RECORD SET:
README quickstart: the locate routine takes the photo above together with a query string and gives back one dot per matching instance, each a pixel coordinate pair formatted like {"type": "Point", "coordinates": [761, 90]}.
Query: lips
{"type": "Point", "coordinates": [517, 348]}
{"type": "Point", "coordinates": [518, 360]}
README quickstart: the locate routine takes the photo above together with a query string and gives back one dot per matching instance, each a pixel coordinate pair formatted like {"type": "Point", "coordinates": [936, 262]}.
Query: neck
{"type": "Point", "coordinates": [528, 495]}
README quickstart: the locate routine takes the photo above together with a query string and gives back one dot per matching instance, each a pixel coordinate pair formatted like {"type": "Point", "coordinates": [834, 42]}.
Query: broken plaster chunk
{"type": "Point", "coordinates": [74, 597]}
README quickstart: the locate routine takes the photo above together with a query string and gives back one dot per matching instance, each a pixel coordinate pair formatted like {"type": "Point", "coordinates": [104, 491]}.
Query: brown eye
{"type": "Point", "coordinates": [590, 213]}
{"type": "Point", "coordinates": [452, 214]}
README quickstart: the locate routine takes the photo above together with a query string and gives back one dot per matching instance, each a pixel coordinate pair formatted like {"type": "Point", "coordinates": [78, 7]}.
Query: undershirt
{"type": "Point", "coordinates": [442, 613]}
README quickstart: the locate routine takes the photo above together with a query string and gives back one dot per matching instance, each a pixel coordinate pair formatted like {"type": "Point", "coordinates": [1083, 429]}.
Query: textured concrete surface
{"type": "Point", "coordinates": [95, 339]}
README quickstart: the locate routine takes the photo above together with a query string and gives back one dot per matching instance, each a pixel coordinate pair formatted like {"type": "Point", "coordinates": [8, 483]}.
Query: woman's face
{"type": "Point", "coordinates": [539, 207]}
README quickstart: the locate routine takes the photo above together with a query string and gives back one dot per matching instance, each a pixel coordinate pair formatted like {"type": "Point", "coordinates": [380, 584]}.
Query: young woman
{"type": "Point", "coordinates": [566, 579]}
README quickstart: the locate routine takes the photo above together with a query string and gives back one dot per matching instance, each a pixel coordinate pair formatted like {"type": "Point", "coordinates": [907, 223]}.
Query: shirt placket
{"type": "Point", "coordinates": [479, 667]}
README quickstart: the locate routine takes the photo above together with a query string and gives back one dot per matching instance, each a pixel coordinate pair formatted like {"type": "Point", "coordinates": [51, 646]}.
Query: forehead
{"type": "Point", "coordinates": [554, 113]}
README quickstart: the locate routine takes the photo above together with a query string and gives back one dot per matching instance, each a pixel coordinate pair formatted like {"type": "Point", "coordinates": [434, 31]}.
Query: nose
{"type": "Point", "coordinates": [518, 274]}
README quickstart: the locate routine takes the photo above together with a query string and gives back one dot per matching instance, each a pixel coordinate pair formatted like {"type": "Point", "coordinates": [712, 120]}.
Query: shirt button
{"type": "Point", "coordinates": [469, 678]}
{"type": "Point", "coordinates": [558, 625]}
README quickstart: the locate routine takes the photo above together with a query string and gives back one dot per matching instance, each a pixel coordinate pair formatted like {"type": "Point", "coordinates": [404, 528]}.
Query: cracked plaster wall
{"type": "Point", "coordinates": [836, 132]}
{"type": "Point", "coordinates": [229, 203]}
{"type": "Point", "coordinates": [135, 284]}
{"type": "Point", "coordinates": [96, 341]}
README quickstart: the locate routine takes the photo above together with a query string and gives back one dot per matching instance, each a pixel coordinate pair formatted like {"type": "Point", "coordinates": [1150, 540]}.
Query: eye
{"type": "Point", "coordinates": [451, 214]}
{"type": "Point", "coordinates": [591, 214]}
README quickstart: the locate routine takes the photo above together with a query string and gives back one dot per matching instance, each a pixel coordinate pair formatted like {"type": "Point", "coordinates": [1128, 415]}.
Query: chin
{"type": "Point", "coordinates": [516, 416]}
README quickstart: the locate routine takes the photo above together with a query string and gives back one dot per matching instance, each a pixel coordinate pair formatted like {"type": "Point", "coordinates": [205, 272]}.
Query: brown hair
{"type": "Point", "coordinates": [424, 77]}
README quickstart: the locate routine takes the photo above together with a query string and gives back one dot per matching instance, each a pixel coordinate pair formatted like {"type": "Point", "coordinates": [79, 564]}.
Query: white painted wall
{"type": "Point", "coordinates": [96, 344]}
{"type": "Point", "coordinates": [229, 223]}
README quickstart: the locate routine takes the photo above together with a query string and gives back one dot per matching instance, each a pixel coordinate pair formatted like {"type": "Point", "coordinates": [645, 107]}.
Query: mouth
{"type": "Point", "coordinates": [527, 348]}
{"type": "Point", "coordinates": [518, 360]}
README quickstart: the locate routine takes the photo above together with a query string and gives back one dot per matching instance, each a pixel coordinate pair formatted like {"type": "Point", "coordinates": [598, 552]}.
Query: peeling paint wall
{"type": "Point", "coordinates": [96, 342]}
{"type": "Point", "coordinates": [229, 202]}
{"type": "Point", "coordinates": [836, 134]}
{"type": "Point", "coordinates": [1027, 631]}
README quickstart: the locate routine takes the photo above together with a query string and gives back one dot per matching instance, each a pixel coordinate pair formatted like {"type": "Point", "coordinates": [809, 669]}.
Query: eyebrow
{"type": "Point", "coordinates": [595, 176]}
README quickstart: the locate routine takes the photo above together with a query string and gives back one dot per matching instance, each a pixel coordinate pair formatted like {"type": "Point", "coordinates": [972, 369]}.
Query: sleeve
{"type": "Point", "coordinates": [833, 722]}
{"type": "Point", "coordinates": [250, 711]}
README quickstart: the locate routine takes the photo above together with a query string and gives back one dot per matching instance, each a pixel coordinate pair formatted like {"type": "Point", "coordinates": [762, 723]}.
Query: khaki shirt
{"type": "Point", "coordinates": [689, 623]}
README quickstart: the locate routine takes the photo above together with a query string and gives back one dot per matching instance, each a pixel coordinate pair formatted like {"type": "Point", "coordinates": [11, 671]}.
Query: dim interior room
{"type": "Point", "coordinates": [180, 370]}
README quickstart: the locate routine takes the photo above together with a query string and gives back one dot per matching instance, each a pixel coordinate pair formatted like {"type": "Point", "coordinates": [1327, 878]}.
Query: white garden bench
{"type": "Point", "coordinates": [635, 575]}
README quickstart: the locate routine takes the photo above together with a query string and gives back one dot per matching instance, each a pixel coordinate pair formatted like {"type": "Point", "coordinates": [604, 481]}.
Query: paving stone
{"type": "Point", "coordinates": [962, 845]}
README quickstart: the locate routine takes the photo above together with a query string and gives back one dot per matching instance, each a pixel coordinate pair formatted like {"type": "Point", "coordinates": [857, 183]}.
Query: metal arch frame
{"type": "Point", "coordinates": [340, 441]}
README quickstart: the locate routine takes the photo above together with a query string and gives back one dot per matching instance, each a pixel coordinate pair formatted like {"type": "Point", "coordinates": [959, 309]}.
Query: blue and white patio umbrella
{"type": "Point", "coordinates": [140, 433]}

ASSIGNMENT: All records must be transcribed exactly, with none left out.

SOLUTION FOR THIS EXERCISE:
README quickstart: the locate routine takes the photo above together with a query string and gives back one dot per matching instance, each a pixel coordinate pair formatted like {"type": "Point", "coordinates": [761, 90]}.
Query: lips
{"type": "Point", "coordinates": [517, 348]}
{"type": "Point", "coordinates": [518, 360]}
README quickstart: the locate routine takes the photo above together with a query string and gives back one dot per matching instance, each a pixel coordinate pair formatted like {"type": "Point", "coordinates": [936, 262]}.
Query: neck
{"type": "Point", "coordinates": [528, 495]}
README quickstart: the locate routine takes the photo above together with a query string and gives back one dot per matching instance, each a pixel coordinate pair formatted like {"type": "Point", "coordinates": [834, 42]}.
Query: broken plaster chunk
{"type": "Point", "coordinates": [74, 597]}
README quickstart: the locate routine takes the photo above together with a query string and gives back one dot per matching instance, each a pixel coordinate pair formatted like {"type": "Point", "coordinates": [104, 491]}.
Query: brown eye
{"type": "Point", "coordinates": [590, 213]}
{"type": "Point", "coordinates": [452, 214]}
README quickstart: the locate routine takes the photo above together with a query string and gives back one dot per matching instance, each a pixel coordinate pair formatted like {"type": "Point", "coordinates": [78, 7]}.
Query: undershirt
{"type": "Point", "coordinates": [442, 613]}
README quickstart: the locate routine takes the photo above together with a query string and gives back one dot per matching instance, each a pixel coordinate pair formatted like {"type": "Point", "coordinates": [1083, 429]}.
Query: textured concrete surface
{"type": "Point", "coordinates": [95, 339]}
README quickstart: the locate routine takes the photo above together with a query string and gives back one dot per matching instance, each a pixel coordinate pair formatted like {"type": "Point", "coordinates": [8, 483]}.
Query: woman's face
{"type": "Point", "coordinates": [539, 207]}
README quickstart: the locate routine takes the photo above together with a query string and gives back one dot per matching instance, each a pixel coordinate pair formatted like {"type": "Point", "coordinates": [380, 584]}.
Query: young woman
{"type": "Point", "coordinates": [566, 579]}
README quickstart: the locate routine takes the photo above together with a query string and gives back one dot per matching instance, each a pixel coordinate pair formatted like {"type": "Point", "coordinates": [907, 223]}.
Query: shirt placket
{"type": "Point", "coordinates": [479, 667]}
README quickstart: the locate routine takes the photo above together with a query string and gives back one dot per matching instance, each a pixel coordinate pair formatted like {"type": "Point", "coordinates": [51, 646]}.
Query: forehead
{"type": "Point", "coordinates": [554, 113]}
README quickstart: the locate routine takes the photo above together with a query string and gives back one dot per matching instance, each a pixel coordinate pair formatted like {"type": "Point", "coordinates": [434, 31]}.
Query: nose
{"type": "Point", "coordinates": [518, 274]}
README quickstart: the locate routine takes the photo above together with a query string and gives back one dot per matching instance, each a pixel coordinate pair formatted like {"type": "Point", "coordinates": [712, 120]}.
Query: shirt button
{"type": "Point", "coordinates": [469, 678]}
{"type": "Point", "coordinates": [558, 625]}
README quickstart: the locate routine takes the photo above together with a query string and gives back one dot per matching instance, each a pixel coordinate pair formatted like {"type": "Point", "coordinates": [404, 528]}.
Query: cracked plaster wall
{"type": "Point", "coordinates": [836, 132]}
{"type": "Point", "coordinates": [229, 203]}
{"type": "Point", "coordinates": [135, 284]}
{"type": "Point", "coordinates": [96, 341]}
README quickstart: the locate routine takes the photo above together with a query string and gives back one dot per matching instance, each a pixel coordinate pair formatted like {"type": "Point", "coordinates": [1150, 540]}.
Query: eye
{"type": "Point", "coordinates": [451, 214]}
{"type": "Point", "coordinates": [591, 214]}
README quickstart: the locate routine takes the photo above together with a query string and gives back one dot per matching instance, each a pixel coordinate pair formatted like {"type": "Point", "coordinates": [1128, 415]}.
Query: chin
{"type": "Point", "coordinates": [516, 416]}
README quickstart: the locate routine takes the photo above together with a query string and gives back one dot per matching instance, each a pixel coordinate pair formatted like {"type": "Point", "coordinates": [205, 272]}.
Query: brown hair
{"type": "Point", "coordinates": [424, 77]}
README quickstart: the locate routine takes the photo above together with a query string and gives back one dot per matching instance, each a pixel coordinate pair formatted like {"type": "Point", "coordinates": [79, 564]}.
Query: white painted wall
{"type": "Point", "coordinates": [96, 344]}
{"type": "Point", "coordinates": [229, 223]}
README quickstart: the locate routine takes the photo above together with a query string and gives back one dot per matching instance, each a pixel coordinate pair formatted like {"type": "Point", "coordinates": [645, 107]}.
Query: mouth
{"type": "Point", "coordinates": [527, 348]}
{"type": "Point", "coordinates": [518, 360]}
README quickstart: the locate routine takes the photo above together with a query string and gives back one dot per matching instance, each a pixel coordinate pair formatted like {"type": "Point", "coordinates": [598, 552]}.
Query: peeling paint wall
{"type": "Point", "coordinates": [96, 342]}
{"type": "Point", "coordinates": [229, 202]}
{"type": "Point", "coordinates": [836, 134]}
{"type": "Point", "coordinates": [1027, 631]}
README quickstart: the locate routine takes the photo above together with a query string and gives back one dot per matching instance, each a pixel coordinate pair formatted like {"type": "Point", "coordinates": [809, 669]}.
Query: eyebrow
{"type": "Point", "coordinates": [595, 176]}
README quickstart: the locate routine takes the photo above together with a query string and gives back one dot per matching instance, each a pixel coordinate pair formatted like {"type": "Point", "coordinates": [972, 369]}.
Query: sleeve
{"type": "Point", "coordinates": [833, 722]}
{"type": "Point", "coordinates": [250, 711]}
README quickstart: the locate routine takes the photo above together with a query string and gives back one dot per matching instance, each a pixel coordinate pair formatted like {"type": "Point", "coordinates": [762, 723]}.
Query: khaki shirt
{"type": "Point", "coordinates": [689, 623]}
README quickstart: the locate routine takes the photo above together with a query string and gives back one dot per matching instance, each a pixel coordinate pair formatted like {"type": "Point", "coordinates": [11, 671]}.
Query: dim interior room
{"type": "Point", "coordinates": [180, 370]}
README quickstart: the locate routine takes the photo above together with a query string and gives back one dot per matching instance, each a pixel coordinate pair formatted like {"type": "Point", "coordinates": [1327, 878]}.
Query: white garden bench
{"type": "Point", "coordinates": [635, 575]}
README quickstart: the locate routine takes the photo above together with a query string and gives back one dot per matching instance, each a pixel coordinate pair formatted like {"type": "Point", "coordinates": [604, 481]}.
Query: paving stone
{"type": "Point", "coordinates": [962, 845]}
README quickstart: the locate routine takes the photo above together with a query string and gives back one dot per matching instance, each a pixel coordinate pair formatted like {"type": "Point", "coordinates": [857, 183]}.
Query: metal arch frame
{"type": "Point", "coordinates": [340, 441]}
README quickstart: the locate routine takes the photo above together with a query string and gives back one dot per matching instance, each a pixel coordinate pair formatted like {"type": "Point", "coordinates": [959, 309]}.
Query: blue and white patio umbrella
{"type": "Point", "coordinates": [140, 433]}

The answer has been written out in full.